Données brutes:
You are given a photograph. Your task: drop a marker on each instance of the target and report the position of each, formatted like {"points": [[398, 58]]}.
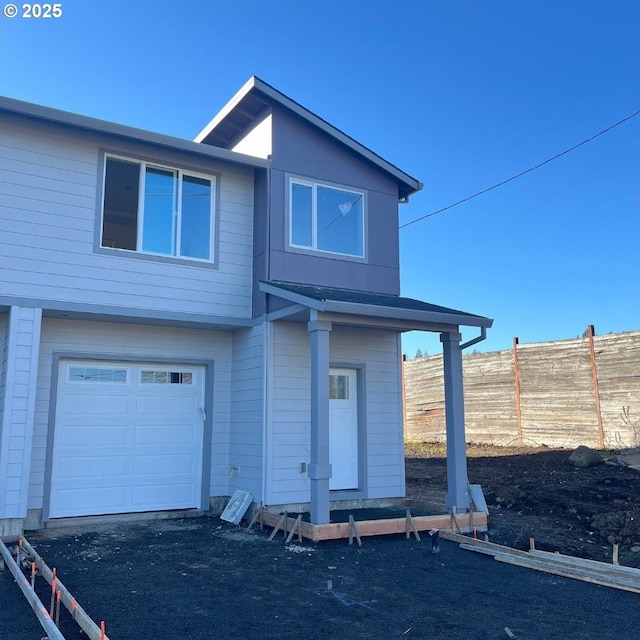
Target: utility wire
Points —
{"points": [[522, 173]]}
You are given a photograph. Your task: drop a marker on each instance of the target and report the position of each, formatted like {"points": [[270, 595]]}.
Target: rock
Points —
{"points": [[584, 457]]}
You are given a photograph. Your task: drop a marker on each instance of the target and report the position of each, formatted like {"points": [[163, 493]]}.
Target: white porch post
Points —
{"points": [[19, 375], [457, 480], [319, 470]]}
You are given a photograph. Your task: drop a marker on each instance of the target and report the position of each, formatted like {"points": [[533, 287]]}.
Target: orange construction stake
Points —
{"points": [[58, 594], [53, 595]]}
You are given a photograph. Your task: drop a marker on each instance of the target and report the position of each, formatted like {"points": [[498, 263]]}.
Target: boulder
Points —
{"points": [[584, 457]]}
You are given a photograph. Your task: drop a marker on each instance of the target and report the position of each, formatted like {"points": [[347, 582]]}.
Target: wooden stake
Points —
{"points": [[596, 391], [81, 617], [411, 526], [53, 596], [256, 515], [353, 531], [58, 595], [455, 525], [282, 520], [296, 525]]}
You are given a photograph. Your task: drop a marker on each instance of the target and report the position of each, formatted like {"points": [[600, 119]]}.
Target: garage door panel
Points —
{"points": [[96, 405], [166, 406], [95, 500], [122, 446], [165, 435], [84, 469], [88, 436], [167, 496], [165, 466]]}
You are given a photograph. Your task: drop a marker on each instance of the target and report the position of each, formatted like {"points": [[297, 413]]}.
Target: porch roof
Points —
{"points": [[374, 309]]}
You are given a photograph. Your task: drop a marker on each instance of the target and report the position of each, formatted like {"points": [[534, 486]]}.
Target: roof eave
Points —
{"points": [[378, 311], [56, 116], [407, 184]]}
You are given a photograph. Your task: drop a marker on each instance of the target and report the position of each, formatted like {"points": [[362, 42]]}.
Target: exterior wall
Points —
{"points": [[301, 151], [247, 398], [258, 141], [144, 343], [377, 352], [20, 362], [51, 181]]}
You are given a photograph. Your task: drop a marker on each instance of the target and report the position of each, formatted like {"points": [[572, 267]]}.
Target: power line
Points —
{"points": [[522, 173]]}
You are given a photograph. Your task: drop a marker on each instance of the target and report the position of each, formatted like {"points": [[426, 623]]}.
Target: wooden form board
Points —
{"points": [[609, 575], [340, 530]]}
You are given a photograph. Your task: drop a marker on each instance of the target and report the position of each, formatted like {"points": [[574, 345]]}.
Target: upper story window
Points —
{"points": [[158, 210], [326, 218]]}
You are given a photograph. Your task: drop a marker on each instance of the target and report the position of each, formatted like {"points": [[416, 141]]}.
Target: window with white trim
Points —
{"points": [[326, 218], [159, 210]]}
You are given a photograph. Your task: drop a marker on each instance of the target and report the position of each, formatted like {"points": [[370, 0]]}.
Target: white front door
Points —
{"points": [[128, 437], [343, 428]]}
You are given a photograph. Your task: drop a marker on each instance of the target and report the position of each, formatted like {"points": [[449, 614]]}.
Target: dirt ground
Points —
{"points": [[201, 578], [536, 493]]}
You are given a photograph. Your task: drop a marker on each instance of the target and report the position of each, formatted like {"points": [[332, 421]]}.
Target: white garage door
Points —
{"points": [[128, 437]]}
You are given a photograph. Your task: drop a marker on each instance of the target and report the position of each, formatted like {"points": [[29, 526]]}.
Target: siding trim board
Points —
{"points": [[20, 355], [92, 312]]}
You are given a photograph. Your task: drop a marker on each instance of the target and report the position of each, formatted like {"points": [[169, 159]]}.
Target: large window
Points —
{"points": [[325, 218], [158, 210]]}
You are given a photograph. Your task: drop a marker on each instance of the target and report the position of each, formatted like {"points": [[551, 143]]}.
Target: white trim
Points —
{"points": [[256, 84], [56, 116]]}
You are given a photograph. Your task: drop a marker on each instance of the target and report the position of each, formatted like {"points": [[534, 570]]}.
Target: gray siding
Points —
{"points": [[300, 150], [50, 181], [141, 343], [289, 428], [246, 437]]}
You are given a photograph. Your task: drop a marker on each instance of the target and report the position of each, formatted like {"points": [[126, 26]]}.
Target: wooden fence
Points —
{"points": [[562, 393]]}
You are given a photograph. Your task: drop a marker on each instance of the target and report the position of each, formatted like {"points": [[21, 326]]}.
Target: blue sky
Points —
{"points": [[459, 95]]}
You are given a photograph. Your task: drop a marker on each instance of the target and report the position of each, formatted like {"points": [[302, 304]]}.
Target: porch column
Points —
{"points": [[319, 470], [457, 480], [21, 349]]}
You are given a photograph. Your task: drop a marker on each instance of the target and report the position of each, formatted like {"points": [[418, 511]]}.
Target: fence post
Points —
{"points": [[517, 379], [596, 391]]}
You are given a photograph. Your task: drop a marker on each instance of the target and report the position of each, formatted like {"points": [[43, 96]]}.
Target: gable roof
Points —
{"points": [[56, 116], [255, 98], [381, 305]]}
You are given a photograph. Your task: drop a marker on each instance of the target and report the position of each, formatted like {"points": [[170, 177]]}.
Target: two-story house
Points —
{"points": [[180, 319]]}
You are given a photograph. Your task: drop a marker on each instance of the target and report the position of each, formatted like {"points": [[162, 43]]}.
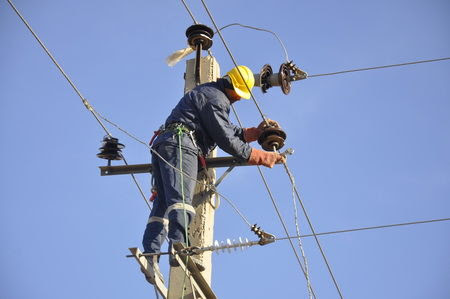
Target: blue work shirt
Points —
{"points": [[206, 109]]}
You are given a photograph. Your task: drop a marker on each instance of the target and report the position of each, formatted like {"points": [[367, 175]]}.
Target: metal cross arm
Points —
{"points": [[214, 162]]}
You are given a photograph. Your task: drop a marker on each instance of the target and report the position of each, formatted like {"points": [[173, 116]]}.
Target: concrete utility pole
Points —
{"points": [[202, 227]]}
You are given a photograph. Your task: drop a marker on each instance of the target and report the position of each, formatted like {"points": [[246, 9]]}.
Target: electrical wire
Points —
{"points": [[234, 60], [83, 99], [189, 11], [364, 228], [260, 29], [378, 67], [289, 173], [297, 229], [265, 119]]}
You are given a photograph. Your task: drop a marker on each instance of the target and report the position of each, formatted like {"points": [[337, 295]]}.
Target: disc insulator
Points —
{"points": [[111, 149], [272, 137], [200, 34]]}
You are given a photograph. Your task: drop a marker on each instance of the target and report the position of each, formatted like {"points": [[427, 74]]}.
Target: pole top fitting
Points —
{"points": [[200, 34]]}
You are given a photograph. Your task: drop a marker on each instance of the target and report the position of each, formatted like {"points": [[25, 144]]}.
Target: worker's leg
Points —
{"points": [[178, 190], [157, 226]]}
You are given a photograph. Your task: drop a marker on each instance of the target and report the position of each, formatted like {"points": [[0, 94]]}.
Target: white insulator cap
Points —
{"points": [[241, 244], [216, 245], [229, 245], [222, 244]]}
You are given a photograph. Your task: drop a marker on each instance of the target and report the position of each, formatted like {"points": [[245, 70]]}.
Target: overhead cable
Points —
{"points": [[283, 224], [265, 119], [260, 29], [291, 178], [189, 11], [83, 99], [85, 102], [378, 67], [234, 60], [364, 228]]}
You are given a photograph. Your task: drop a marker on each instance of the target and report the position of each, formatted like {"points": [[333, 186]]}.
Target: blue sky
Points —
{"points": [[371, 148]]}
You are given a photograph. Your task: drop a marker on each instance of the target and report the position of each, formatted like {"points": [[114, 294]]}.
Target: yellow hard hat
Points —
{"points": [[240, 83]]}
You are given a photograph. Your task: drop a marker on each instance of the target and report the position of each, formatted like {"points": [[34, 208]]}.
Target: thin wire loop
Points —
{"points": [[261, 29], [289, 173], [379, 67], [234, 61], [364, 228]]}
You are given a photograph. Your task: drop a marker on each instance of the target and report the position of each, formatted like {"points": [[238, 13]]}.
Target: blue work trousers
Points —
{"points": [[170, 212]]}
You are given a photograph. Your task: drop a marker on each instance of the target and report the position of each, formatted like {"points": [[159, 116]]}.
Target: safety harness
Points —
{"points": [[177, 128]]}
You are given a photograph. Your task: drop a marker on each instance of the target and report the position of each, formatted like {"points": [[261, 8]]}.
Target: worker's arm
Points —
{"points": [[218, 126]]}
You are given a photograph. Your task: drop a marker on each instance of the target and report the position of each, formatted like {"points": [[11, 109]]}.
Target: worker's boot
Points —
{"points": [[174, 263], [152, 270]]}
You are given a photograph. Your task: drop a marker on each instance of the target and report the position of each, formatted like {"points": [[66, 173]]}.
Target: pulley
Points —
{"points": [[264, 237], [272, 137], [110, 149], [199, 38], [284, 78], [265, 74], [287, 73]]}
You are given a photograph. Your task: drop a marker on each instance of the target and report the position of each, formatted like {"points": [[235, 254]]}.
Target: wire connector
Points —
{"points": [[264, 238]]}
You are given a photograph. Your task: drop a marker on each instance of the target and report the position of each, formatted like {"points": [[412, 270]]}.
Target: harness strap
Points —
{"points": [[159, 219], [180, 206]]}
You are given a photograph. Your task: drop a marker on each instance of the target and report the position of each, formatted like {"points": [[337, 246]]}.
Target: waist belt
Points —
{"points": [[174, 127], [177, 126]]}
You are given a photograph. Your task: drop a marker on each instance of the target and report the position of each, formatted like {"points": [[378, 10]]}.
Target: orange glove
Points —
{"points": [[268, 159], [272, 123], [252, 134]]}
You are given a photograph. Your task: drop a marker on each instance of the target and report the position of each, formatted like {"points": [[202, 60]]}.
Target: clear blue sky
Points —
{"points": [[371, 148]]}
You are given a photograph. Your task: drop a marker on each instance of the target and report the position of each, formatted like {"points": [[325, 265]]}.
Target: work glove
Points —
{"points": [[268, 159], [252, 134]]}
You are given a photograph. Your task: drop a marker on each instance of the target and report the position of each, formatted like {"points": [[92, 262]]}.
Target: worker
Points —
{"points": [[198, 123]]}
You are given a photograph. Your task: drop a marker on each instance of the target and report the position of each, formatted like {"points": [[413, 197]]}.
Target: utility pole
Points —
{"points": [[202, 227], [186, 281]]}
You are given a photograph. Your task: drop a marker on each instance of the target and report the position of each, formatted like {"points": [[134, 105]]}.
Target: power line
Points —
{"points": [[379, 67], [234, 60], [291, 178], [264, 118], [365, 228], [189, 11], [260, 29], [84, 100]]}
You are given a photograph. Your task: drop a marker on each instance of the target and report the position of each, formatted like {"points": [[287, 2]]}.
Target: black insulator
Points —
{"points": [[284, 78], [111, 149], [272, 137], [200, 34]]}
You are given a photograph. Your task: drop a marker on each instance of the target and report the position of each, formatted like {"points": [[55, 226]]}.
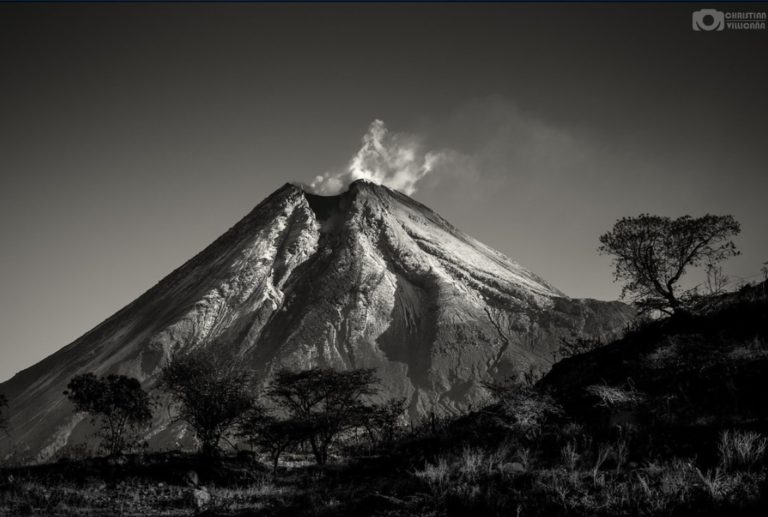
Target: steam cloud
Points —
{"points": [[395, 160]]}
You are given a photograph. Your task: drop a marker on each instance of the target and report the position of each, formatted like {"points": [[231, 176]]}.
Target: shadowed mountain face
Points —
{"points": [[369, 278]]}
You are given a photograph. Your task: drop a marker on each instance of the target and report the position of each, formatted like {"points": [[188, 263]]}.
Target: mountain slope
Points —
{"points": [[687, 377], [367, 278]]}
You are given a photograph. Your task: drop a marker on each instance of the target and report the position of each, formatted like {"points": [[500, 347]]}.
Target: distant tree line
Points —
{"points": [[219, 400]]}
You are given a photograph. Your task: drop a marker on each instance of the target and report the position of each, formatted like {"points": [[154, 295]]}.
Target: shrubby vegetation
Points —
{"points": [[667, 420], [212, 395], [652, 253], [116, 403]]}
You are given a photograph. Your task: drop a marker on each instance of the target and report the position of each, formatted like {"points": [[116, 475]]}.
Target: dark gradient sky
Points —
{"points": [[133, 135]]}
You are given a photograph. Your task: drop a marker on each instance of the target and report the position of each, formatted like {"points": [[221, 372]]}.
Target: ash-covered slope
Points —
{"points": [[369, 278]]}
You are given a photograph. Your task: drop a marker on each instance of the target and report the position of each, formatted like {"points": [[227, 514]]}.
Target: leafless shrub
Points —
{"points": [[569, 456]]}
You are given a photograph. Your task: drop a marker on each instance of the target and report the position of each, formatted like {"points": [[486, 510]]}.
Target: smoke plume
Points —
{"points": [[395, 160]]}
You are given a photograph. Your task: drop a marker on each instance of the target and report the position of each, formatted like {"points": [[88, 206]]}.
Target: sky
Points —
{"points": [[131, 136]]}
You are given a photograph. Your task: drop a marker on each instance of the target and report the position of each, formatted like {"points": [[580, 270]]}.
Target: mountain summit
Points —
{"points": [[367, 278]]}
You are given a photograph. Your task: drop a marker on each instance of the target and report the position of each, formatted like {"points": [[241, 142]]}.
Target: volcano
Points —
{"points": [[368, 278]]}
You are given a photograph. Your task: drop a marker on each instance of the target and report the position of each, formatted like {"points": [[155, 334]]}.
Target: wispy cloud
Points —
{"points": [[397, 160]]}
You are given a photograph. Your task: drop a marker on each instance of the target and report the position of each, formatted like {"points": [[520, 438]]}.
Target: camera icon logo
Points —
{"points": [[708, 20]]}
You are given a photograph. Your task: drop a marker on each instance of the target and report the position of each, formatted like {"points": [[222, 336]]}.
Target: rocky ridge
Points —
{"points": [[368, 278]]}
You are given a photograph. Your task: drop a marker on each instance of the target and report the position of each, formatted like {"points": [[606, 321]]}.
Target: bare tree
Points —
{"points": [[270, 434], [212, 395], [716, 280], [382, 421], [3, 421], [651, 254], [323, 403], [116, 402]]}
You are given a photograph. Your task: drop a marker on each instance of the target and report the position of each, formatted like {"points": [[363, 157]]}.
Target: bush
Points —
{"points": [[117, 402], [212, 394]]}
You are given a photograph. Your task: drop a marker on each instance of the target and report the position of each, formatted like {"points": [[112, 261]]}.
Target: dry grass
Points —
{"points": [[741, 449]]}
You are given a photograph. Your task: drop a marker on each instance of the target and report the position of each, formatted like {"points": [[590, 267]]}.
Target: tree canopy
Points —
{"points": [[323, 403], [212, 394], [116, 401], [652, 253]]}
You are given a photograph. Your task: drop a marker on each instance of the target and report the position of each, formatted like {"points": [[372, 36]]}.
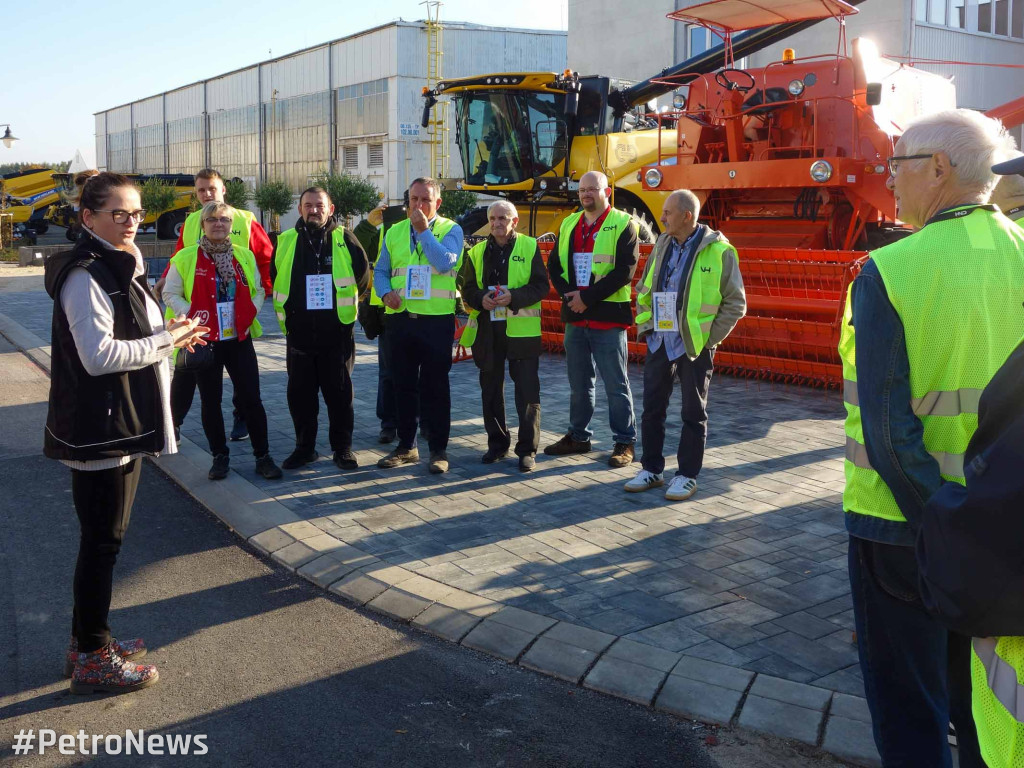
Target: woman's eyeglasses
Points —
{"points": [[121, 217]]}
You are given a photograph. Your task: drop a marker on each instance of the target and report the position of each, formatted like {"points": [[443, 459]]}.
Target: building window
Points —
{"points": [[701, 39], [1001, 17], [363, 109]]}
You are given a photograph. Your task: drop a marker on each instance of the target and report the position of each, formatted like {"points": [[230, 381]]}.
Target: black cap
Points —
{"points": [[1010, 167]]}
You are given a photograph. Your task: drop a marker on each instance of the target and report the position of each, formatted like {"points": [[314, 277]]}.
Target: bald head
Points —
{"points": [[594, 194], [679, 215]]}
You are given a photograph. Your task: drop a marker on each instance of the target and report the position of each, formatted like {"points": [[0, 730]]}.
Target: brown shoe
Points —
{"points": [[567, 445], [398, 457], [623, 456]]}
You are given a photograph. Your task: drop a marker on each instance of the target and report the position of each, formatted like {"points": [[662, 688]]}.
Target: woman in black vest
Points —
{"points": [[109, 407]]}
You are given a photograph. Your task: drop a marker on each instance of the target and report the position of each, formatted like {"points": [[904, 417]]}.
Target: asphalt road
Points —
{"points": [[273, 671]]}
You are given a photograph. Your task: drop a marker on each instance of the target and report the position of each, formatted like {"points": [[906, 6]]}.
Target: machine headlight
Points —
{"points": [[821, 171]]}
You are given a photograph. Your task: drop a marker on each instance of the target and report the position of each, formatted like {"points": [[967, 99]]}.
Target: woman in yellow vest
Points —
{"points": [[504, 282], [217, 282]]}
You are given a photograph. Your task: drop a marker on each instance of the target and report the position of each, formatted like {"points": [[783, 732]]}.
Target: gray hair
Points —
{"points": [[973, 142], [685, 201], [506, 206], [213, 208]]}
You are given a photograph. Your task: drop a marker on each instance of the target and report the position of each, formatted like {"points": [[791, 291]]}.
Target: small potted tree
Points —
{"points": [[273, 197], [158, 197]]}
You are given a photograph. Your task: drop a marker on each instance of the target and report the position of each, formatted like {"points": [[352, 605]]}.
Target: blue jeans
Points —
{"points": [[916, 674], [585, 349]]}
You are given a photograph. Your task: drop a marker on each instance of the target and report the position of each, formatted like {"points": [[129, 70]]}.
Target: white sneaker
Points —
{"points": [[644, 480], [681, 488]]}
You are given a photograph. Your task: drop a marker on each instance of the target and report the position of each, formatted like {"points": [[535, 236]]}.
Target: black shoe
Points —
{"points": [[438, 463], [567, 445], [398, 457], [219, 469], [266, 468], [623, 456], [239, 430], [494, 455], [299, 458], [345, 460]]}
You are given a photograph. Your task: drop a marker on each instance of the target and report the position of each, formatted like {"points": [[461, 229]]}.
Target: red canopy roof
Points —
{"points": [[733, 15]]}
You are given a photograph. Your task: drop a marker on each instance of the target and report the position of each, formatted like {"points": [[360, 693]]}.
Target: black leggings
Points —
{"points": [[102, 502], [239, 357]]}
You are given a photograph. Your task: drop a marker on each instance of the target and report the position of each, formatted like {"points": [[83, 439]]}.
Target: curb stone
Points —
{"points": [[625, 669]]}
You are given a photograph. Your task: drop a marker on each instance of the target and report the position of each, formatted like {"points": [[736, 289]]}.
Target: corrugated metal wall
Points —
{"points": [[273, 120]]}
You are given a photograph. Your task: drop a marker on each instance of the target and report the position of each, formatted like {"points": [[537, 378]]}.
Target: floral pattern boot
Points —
{"points": [[104, 671], [127, 649]]}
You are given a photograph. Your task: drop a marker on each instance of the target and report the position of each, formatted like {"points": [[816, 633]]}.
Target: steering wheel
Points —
{"points": [[722, 78]]}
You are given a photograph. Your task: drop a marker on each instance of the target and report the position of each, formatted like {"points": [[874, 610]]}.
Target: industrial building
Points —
{"points": [[974, 32], [351, 104]]}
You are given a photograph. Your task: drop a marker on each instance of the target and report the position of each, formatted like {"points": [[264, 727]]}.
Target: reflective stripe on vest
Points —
{"points": [[442, 286], [998, 698], [702, 292], [524, 323], [193, 229], [604, 248], [341, 273], [953, 348]]}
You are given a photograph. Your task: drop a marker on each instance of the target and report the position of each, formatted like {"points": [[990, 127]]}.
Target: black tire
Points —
{"points": [[170, 224]]}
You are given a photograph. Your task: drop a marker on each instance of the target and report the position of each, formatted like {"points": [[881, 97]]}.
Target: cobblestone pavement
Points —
{"points": [[750, 572]]}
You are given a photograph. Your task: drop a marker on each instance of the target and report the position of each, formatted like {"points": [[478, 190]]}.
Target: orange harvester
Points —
{"points": [[790, 162]]}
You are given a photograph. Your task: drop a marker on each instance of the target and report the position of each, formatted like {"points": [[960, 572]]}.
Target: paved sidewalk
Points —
{"points": [[731, 607]]}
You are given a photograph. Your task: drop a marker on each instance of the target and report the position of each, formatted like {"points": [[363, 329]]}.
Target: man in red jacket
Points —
{"points": [[246, 231]]}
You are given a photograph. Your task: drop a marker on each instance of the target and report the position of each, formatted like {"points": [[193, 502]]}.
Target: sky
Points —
{"points": [[116, 52]]}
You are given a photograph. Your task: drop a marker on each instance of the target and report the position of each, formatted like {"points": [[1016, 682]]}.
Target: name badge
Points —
{"points": [[665, 310], [225, 320], [499, 313], [583, 263], [418, 282], [317, 292]]}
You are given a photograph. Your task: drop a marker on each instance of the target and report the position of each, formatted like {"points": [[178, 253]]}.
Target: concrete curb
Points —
{"points": [[686, 686]]}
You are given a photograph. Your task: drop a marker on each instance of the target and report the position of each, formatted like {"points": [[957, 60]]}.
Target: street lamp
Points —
{"points": [[8, 138]]}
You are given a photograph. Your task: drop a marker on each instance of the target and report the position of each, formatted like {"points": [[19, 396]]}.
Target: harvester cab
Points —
{"points": [[530, 136]]}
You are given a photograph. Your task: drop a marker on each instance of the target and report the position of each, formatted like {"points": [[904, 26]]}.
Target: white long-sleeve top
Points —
{"points": [[90, 316]]}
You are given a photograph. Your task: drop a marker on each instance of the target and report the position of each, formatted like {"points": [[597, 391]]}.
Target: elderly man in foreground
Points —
{"points": [[688, 301], [930, 321]]}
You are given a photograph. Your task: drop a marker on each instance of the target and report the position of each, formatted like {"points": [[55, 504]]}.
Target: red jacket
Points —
{"points": [[261, 247]]}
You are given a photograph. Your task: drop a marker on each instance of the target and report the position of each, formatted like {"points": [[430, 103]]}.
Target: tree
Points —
{"points": [[456, 202], [237, 195], [158, 197], [351, 196], [273, 197]]}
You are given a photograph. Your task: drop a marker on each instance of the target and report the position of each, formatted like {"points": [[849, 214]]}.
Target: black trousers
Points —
{"points": [[102, 502], [421, 359], [526, 380], [658, 379], [239, 358], [328, 371], [182, 393], [387, 404]]}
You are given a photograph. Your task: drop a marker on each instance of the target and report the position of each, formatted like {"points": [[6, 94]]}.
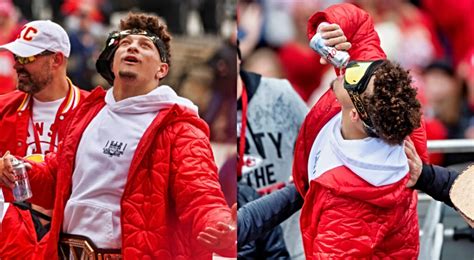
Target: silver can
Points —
{"points": [[22, 188], [337, 58]]}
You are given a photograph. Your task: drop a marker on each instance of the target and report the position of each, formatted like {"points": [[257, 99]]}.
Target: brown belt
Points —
{"points": [[82, 248]]}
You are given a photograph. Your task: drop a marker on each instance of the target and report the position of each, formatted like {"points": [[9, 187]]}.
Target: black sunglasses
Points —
{"points": [[356, 79]]}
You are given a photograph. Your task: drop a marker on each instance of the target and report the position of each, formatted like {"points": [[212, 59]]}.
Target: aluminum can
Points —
{"points": [[337, 58], [22, 189]]}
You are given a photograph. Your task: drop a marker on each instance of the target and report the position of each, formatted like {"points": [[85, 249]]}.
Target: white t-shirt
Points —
{"points": [[103, 160], [44, 114]]}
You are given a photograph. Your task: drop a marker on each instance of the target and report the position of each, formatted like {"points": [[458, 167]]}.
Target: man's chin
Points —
{"points": [[128, 75], [26, 89]]}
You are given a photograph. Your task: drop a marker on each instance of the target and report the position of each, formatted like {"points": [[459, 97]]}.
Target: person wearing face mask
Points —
{"points": [[32, 123], [135, 176]]}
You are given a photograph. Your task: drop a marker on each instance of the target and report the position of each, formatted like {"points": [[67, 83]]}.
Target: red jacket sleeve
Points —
{"points": [[357, 26], [195, 187]]}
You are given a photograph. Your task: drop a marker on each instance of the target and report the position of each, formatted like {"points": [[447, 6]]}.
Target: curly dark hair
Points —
{"points": [[150, 23], [393, 106]]}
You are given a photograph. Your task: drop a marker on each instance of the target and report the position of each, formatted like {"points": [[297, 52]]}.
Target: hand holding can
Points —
{"points": [[21, 189], [336, 57]]}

À faire: Repérez, s'il vous plaît, chaque ligne de la liste ci-dessus où figure le mot « concrete », puis recopiez-la.

Résultat final:
Target: concrete utility pole
Target: concrete curb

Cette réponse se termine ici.